◆ **Excerpt**:
-- START --

SailGP: how the Formula 1 of the seas is taking over fashion and luxury The business plan covers adrenaline, finance and content

Watching thirteen boats literally fly over the water and brush past each other at nearly 100 kilometers per hour is a striking sight, even for those who have never cared about sailing. Between spectacular overtakes and dramatic collisions, the sixth season of SailGP has kicked off in the waters of Perth, Western Australia. The competition aims to become the Formula 1 of the seas, with a declared mission to overturn stereotypes about sailing as an inaccessible and boring sport. Instead, it bets on spectacle and a radically new aesthetic: adrenaline-fueled racing and a business model powered by venture capital and cutting-edge technology that allows boats to fly above the water. Add the right dose of celebrities—better yet, celebrity investors—and the formula is complete: quiet luxury meets Silicon Valley, a blend of technical performance and sartorial flair that pairs Loro Piana with Oakley x Meta Glasses.

A traveling waterborne circus that moves from Saint-Tropez to San Francisco, via Dubai and Europe, with a current turnover exceeding $200 million—a 68% increase compared to the previous year. While Formula 1 is entering its post-Netflix era and grappling with market saturation, SailGP positions itself as both a sporting and commercial alternative: a niche ecosystem made up of luxury brands and global tastemakers, betting on turning harbors into paddocks and shifting from engines to wind. The claim "Powered by Nature" is no coincidence.

-- END --

◆ **Task to carry out**: Please copy out the SailGP article above in full, word for word.

◆ **Dataset excerpt**:
-- START --

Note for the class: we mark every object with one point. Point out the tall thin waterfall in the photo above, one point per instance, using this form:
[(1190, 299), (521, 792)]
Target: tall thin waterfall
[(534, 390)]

-- END --

◆ **Full answer**:
SailGP: how the Formula 1 of the seas is taking over fashion and luxury The business plan covers adrenaline, finance and content

Watching thirteen boats literally fly over the water and brush past each other at nearly 100 kilometers per hour is a striking sight, even for those who have never cared about sailing. Between spectacular overtakes and dramatic collisions, the sixth season of SailGP has kicked off in the waters of Perth, Western Australia. The competition aims to become the Formula 1 of the seas, with a declared mission to overturn stereotypes about sailing as an inaccessible and boring sport. Instead, it bets on spectacle and a radically new aesthetic: adrenaline-fueled racing and a business model powered by venture capital and cutting-edge technology that allows boats to fly above the water. Add the right dose of celebrities—better yet, celebrity investors—and the formula is complete: quiet luxury meets Silicon Valley, a blend of technical performance and sartorial flair that pairs Loro Piana with Oakley x Meta Glasses.

A traveling waterborne circus that moves from Saint-Tropez to San Francisco, via Dubai and Europe, with a current turnover exceeding $200 million—a 68% increase compared to the previous year. While Formula 1 is entering its post-Netflix era and grappling with market saturation, SailGP positions itself as both a sporting and commercial alternative: a niche ecosystem made up of luxury brands and global tastemakers, betting on turning harbors into paddocks and shifting from engines to wind. The claim "Powered by Nature" is no coincidence.